TO BE DONE
Write the next part of the mailing-list post about entity parsing and Unicode in HTML5, picking up after its final sentence.

TEXT EXTRACT
[whatwg] Entity parsing [trema/diaeresis vs umlaut]

Henri Sivonen hsivonen at iki.fi
Thu Jun 28 05:03:21 PDT 2007

On Jun 28, 2007, at 14:51, K?i?tof ?elechovski wrote:

> I admit that the fact that the ligature œ is not
> included in the character set (and, consequently, that the  
> character set
> ISO-8859-1 cannot be used for encoding French text, which I find  
> kind of
> stunning because of the popularity of the French language) provides  
> a much
> simpler explanation to the observable phenomenon.

This discussion is not relevant to the WHATWG or HTML5. HTML5 is  
defined in terms of Unicode and Unicode covers both English and  
French (and quite a bit more). Anyone is free to use all that  
expressiveness straight by encoding documents as UTF-8.

MATERIAL
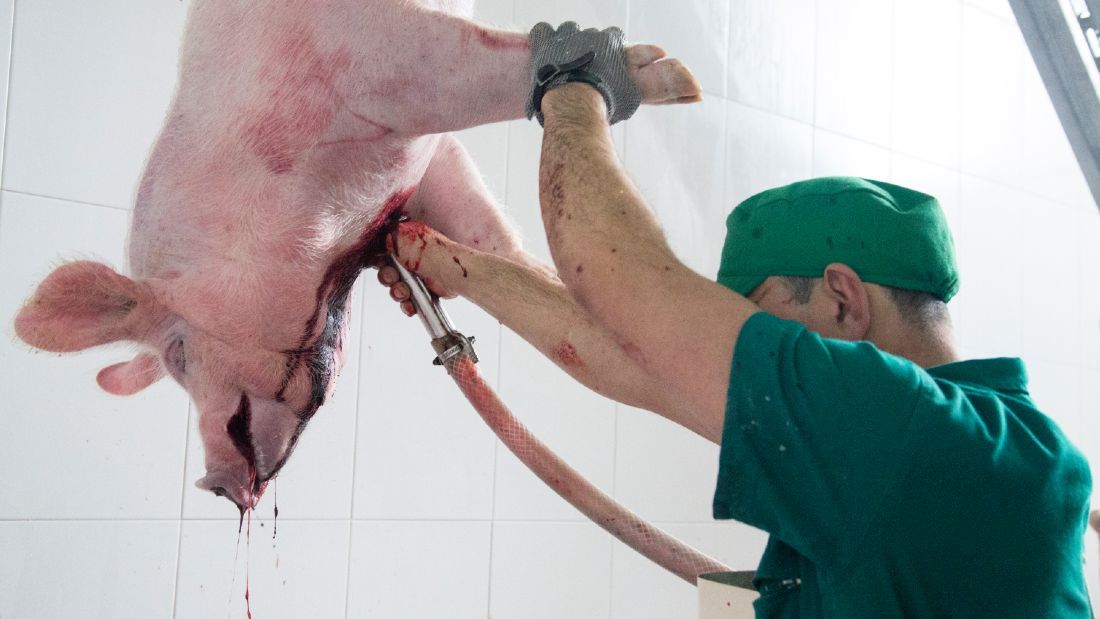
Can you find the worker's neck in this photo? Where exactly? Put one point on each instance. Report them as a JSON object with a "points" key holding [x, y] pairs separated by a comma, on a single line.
{"points": [[927, 347]]}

OUTPUT FOR THIS TASK
Entities or legacy encodings don't add any expressiveness. They just  
expand to Unicode. The details of how this is handled is constrained  
by legacy—not by political correctness.

P.S. Before anyone slaps me for being politically incorrect or  
insensitive, I'd like to point out that my native language uses  
characters whose entity names are biased towards German terminology.  
But this isn't a slightest technical problem. Let's move on.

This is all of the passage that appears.